When you reproduce these records, keep every word exactly and drop the images.

· · · · ·

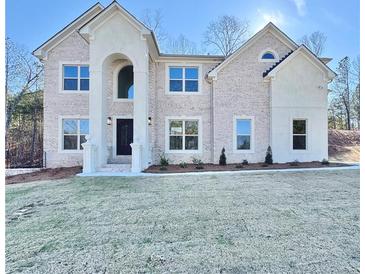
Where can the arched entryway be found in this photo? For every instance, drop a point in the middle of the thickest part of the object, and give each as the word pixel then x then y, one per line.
pixel 125 83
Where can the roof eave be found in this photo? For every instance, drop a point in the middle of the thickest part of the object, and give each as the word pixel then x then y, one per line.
pixel 42 51
pixel 270 26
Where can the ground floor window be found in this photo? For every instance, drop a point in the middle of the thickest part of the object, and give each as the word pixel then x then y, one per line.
pixel 74 132
pixel 243 134
pixel 299 134
pixel 183 134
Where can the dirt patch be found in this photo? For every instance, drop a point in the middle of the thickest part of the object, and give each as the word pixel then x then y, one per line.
pixel 344 145
pixel 45 174
pixel 235 167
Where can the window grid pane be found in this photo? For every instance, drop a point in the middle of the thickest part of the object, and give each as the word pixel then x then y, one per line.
pixel 183 79
pixel 183 134
pixel 76 77
pixel 300 134
pixel 243 134
pixel 74 133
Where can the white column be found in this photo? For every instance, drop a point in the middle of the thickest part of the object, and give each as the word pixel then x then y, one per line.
pixel 140 146
pixel 97 114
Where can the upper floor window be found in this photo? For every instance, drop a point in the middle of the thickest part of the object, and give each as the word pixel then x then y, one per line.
pixel 76 77
pixel 268 56
pixel 125 83
pixel 74 133
pixel 243 134
pixel 300 134
pixel 184 79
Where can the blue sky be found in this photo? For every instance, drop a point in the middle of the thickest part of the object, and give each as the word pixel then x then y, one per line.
pixel 31 22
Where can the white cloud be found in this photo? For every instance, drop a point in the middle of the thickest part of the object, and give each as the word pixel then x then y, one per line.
pixel 301 6
pixel 265 17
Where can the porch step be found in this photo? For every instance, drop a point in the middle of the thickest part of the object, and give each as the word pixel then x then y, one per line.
pixel 115 168
pixel 125 159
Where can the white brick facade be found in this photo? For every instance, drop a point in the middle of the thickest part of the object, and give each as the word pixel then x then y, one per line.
pixel 236 89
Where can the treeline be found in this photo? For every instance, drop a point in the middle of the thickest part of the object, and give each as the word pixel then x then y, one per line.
pixel 24 142
pixel 24 108
pixel 344 98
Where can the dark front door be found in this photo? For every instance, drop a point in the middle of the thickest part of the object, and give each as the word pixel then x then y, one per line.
pixel 124 136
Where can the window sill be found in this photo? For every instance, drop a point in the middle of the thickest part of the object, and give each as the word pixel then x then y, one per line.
pixel 123 100
pixel 75 92
pixel 243 151
pixel 78 151
pixel 269 60
pixel 173 93
pixel 183 151
pixel 299 150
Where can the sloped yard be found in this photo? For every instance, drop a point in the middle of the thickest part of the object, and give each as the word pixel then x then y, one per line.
pixel 272 222
pixel 344 145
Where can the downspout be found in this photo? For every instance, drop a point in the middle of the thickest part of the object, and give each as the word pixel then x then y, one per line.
pixel 270 112
pixel 211 81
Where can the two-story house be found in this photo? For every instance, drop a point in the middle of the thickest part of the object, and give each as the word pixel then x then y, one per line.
pixel 107 83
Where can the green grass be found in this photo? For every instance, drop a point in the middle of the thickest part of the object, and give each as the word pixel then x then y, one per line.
pixel 272 222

· · · · ·

[Exercise output]:
Where can the arched entryway be found in this photo? For every instance, drop a point in the middle of the thickest part of the object, and give each as the word pixel then x then y, one per line.
pixel 125 83
Where can the roof eave be found in this photo? For every instance, drop a point in the middle of the thickest part of the object, and give each as the word pixel then x then y, one per line.
pixel 42 51
pixel 270 26
Where can the ground floor window be found in this photo? For every instance, drop a point in the middle of the thickest part of the object, and give each as the word pixel then x then y, one per line.
pixel 74 132
pixel 243 134
pixel 299 134
pixel 183 134
Where can the dirt patch be found in this photo? For every instance, drop a point in the middle of the thickest part of the object, and give each as the word pixel then x then y, one per line.
pixel 344 145
pixel 45 174
pixel 235 167
Where can the window grid pane be found in this photo? For every instance, drop a point in the middle of the thickest part of the object, and give each as the word pixel then x then y, one per line.
pixel 183 79
pixel 183 134
pixel 76 77
pixel 300 134
pixel 243 134
pixel 74 133
Where can the white column be found in this photo? For every instance, drop a point in the middle of the thickest part of the object, and give each as the word pixel then x then y, one per line.
pixel 140 146
pixel 97 114
Where can the upper floor window be found in this photo? For every instance, drop a point in the middle of the thickest part of the object, and give each as the word pixel then x then y, one per line.
pixel 76 77
pixel 268 56
pixel 125 83
pixel 74 133
pixel 243 134
pixel 300 134
pixel 184 79
Where can the blue sky be found in this photo? For every instance, drop a point in the middle of the thickest part of the object, and give each as the word pixel then x then y, one per line.
pixel 31 22
Where can the white cloud be found in this photo? For every instance, drop a point in the middle of the thickest part of the object, and give each as the word pixel then x then y, one per line.
pixel 301 6
pixel 265 17
Where can the porch step be found in this photo? For every instance, drop a point in the middle of the thickest part of the object, and give each as the word pixel then x then y, one per line.
pixel 115 168
pixel 125 159
Where can the white brick facade be found in this photo? For every instance, drop a point in the middle of the thickest part of the object, and give each as the word pixel then x then y, one per line.
pixel 236 89
Where can the treeline be found in this photo? For every instance, drop a point in the middle of the thickest part of the object, and give each as the word pixel then x then y, one per line.
pixel 24 142
pixel 24 108
pixel 344 98
Where can the dark front door be found in this photo? For every instance, drop a point in the middle of the thickest part of the object, and give each as the word pixel then x then y, one per line.
pixel 124 136
Where can the window sill be found in this photo? For every instance, drop a point in the middle of the thickest part of the object, and give each as the word pixel then x then y, one per line.
pixel 123 100
pixel 75 92
pixel 243 151
pixel 78 151
pixel 269 60
pixel 173 93
pixel 183 151
pixel 299 150
Where can the sloped yard be found in this photo? For every instance, drop a point in the middle of the thickest part of the object, and give each as the word pixel then x then y, one per line.
pixel 272 222
pixel 344 145
Where can the downspout be found in this photo? For every instance, drop a point in the middle of the thickest part of the object, and give each as the word pixel then x then y, one per line.
pixel 270 112
pixel 211 81
Where can the two-story house be found in this photo? For every instance, drop a point in the middle of the thickest part of the object, and give each as the word pixel then x then y, one per line.
pixel 107 83
Where can the green grass be found in this photo? For every instance, drop a point in the middle of the thickest part of the object, and give each as the word pixel then x then y, one per line.
pixel 272 222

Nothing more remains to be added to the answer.